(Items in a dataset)
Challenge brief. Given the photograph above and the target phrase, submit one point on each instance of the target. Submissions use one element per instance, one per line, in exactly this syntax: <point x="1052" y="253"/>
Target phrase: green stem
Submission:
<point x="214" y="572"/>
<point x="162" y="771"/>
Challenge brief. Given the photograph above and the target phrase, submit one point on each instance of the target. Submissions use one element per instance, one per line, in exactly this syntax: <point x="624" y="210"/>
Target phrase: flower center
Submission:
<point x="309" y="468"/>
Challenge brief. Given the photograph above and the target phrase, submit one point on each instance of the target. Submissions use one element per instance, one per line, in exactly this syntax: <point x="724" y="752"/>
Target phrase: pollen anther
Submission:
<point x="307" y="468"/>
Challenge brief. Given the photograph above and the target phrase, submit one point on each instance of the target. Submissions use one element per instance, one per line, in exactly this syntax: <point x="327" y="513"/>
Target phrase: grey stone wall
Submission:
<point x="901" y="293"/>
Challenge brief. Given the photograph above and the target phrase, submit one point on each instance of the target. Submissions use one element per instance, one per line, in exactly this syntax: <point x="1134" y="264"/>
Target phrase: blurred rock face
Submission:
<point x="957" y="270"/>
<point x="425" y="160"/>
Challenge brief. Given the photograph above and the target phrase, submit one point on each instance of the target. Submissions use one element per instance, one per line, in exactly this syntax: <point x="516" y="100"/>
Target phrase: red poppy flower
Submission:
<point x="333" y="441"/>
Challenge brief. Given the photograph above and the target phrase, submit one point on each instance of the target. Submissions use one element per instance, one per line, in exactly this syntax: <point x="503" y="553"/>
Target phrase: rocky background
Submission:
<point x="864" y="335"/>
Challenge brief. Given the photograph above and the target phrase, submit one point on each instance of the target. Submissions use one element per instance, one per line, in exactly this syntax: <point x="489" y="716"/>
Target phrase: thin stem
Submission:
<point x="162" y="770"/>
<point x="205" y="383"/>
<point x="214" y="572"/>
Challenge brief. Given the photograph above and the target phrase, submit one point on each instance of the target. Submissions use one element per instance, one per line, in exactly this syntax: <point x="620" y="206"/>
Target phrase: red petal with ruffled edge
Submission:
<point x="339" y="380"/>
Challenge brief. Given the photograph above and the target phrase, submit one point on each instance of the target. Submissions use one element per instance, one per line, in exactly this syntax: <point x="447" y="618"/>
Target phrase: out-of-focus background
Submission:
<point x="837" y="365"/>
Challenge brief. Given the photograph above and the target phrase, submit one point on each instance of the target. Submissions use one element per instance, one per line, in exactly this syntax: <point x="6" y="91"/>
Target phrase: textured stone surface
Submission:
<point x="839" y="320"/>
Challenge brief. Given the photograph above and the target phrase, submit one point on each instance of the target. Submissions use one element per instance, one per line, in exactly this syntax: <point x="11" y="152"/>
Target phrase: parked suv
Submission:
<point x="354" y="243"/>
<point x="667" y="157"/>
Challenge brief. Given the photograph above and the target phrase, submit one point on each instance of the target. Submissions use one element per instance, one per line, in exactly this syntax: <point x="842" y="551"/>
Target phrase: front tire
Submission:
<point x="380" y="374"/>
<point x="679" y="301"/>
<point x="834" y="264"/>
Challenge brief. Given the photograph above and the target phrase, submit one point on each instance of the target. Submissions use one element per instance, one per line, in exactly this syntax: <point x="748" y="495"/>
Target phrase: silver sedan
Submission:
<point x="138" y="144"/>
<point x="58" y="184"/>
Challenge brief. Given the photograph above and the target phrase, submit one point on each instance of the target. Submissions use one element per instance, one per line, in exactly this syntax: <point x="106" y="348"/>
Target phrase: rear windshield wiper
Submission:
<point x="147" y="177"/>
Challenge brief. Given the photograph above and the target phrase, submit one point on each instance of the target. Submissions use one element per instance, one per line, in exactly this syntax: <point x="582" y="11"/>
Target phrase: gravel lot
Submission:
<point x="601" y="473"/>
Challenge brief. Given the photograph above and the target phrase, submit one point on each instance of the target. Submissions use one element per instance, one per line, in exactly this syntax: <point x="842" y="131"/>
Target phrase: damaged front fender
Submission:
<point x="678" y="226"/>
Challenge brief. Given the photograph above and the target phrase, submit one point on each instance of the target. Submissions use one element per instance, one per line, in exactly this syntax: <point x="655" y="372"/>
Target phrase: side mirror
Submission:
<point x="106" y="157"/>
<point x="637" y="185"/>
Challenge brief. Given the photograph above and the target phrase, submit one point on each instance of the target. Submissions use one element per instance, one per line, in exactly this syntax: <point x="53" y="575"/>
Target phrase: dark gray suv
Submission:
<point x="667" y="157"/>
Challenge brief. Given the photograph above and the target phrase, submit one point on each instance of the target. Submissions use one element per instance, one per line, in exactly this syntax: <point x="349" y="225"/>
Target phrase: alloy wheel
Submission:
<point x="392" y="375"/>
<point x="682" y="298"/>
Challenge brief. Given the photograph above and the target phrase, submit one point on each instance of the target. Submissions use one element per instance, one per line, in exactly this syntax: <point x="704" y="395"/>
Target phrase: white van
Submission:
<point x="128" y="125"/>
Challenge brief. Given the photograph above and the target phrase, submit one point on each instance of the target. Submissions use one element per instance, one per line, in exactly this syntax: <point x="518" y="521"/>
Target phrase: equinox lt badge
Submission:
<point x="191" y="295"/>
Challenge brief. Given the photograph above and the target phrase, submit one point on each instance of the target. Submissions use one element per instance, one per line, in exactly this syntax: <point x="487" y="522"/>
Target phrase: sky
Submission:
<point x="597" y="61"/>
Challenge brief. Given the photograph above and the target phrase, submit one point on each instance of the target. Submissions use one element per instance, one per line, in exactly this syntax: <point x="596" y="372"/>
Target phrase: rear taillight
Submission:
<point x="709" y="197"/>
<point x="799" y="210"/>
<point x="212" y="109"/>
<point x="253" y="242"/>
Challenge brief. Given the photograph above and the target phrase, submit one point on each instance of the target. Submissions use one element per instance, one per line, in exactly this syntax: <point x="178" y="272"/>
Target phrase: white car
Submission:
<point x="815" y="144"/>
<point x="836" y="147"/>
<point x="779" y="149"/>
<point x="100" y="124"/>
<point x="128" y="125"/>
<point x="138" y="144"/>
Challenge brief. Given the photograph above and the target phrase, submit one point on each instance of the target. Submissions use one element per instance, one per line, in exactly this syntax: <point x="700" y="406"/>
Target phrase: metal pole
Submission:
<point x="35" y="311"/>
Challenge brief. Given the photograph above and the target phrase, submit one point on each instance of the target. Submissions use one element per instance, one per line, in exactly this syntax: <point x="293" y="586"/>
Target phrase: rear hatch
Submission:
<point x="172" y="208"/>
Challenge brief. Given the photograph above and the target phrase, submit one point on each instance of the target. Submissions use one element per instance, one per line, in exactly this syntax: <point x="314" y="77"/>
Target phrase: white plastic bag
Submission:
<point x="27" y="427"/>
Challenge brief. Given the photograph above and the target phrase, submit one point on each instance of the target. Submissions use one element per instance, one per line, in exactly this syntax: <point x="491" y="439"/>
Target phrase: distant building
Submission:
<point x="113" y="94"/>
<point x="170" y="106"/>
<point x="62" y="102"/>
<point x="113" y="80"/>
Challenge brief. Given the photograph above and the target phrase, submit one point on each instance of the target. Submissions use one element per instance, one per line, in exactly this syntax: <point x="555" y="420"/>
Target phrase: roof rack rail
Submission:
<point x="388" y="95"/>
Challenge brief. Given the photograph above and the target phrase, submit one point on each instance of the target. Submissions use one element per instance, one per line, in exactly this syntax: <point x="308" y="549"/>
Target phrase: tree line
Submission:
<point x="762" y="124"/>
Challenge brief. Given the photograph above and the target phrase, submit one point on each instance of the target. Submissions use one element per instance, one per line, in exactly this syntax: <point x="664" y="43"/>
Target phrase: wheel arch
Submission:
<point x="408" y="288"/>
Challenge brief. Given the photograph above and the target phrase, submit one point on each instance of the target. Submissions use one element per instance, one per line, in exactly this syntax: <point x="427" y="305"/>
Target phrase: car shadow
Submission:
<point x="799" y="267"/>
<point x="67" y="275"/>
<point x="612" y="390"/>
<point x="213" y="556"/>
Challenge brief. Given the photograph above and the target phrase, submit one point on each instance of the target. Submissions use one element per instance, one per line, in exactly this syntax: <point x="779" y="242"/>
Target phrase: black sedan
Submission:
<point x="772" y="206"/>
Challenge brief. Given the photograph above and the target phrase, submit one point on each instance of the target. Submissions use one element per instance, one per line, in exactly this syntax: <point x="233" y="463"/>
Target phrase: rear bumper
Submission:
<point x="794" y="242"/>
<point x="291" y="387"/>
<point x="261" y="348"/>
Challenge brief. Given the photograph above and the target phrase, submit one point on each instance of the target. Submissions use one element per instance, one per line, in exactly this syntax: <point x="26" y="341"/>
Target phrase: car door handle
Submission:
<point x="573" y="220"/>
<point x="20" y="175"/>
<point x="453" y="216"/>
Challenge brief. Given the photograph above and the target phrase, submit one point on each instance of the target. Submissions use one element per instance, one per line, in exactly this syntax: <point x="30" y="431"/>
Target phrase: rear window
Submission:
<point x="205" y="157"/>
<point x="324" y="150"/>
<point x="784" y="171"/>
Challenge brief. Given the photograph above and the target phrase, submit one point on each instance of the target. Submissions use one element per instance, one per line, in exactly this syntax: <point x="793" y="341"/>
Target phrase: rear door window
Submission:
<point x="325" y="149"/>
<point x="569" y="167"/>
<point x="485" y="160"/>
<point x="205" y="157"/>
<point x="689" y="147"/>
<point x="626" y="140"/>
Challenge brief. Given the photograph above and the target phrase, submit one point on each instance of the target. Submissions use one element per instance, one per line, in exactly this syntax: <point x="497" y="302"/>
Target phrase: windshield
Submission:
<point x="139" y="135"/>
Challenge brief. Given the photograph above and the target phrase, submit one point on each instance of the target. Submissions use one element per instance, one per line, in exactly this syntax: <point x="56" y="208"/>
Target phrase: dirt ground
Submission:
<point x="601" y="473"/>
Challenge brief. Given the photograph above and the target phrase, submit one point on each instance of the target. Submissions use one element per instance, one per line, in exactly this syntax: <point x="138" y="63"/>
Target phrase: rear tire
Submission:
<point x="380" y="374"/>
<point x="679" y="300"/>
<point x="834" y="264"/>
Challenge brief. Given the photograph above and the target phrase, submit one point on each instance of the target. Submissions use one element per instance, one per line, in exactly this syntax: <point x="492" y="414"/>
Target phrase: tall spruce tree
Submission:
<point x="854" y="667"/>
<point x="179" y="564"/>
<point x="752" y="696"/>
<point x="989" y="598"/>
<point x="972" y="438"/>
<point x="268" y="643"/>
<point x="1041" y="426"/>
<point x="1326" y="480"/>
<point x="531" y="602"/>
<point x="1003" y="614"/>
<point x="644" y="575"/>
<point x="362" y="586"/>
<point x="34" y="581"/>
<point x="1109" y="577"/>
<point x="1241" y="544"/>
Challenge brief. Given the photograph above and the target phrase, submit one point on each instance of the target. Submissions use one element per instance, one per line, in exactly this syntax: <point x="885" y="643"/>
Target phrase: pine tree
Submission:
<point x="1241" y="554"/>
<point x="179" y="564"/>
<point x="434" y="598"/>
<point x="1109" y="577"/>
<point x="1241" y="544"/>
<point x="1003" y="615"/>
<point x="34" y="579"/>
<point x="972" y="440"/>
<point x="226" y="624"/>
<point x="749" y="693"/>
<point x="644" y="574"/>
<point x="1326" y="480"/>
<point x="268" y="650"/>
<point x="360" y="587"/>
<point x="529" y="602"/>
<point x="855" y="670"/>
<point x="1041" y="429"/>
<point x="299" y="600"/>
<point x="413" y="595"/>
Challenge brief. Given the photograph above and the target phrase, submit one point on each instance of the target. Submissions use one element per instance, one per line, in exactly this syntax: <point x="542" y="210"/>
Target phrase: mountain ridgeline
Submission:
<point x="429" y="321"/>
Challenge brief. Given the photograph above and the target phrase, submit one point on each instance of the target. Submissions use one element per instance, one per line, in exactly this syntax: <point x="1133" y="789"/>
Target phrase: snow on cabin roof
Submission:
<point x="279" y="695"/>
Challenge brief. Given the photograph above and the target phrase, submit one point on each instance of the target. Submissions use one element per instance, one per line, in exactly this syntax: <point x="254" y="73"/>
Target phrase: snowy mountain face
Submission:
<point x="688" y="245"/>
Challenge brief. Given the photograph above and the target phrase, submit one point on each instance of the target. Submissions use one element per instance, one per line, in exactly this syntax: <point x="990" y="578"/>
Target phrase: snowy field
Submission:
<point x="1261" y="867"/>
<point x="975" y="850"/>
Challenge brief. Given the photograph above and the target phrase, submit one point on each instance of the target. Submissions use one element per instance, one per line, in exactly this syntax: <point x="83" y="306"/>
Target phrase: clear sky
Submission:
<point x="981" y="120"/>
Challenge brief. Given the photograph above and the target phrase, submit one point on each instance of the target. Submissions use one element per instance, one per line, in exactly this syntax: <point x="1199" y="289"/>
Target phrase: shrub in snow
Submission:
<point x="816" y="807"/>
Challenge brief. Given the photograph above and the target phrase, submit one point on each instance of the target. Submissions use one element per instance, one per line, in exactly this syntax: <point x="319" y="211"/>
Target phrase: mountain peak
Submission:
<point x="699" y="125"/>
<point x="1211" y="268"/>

### Problem to solve
Find each line in the entries above that contains the string "front", and copy every such line in full. Treat case as significant.

### Solution below
Target phrase: front tire
Target phrase: damaged front fender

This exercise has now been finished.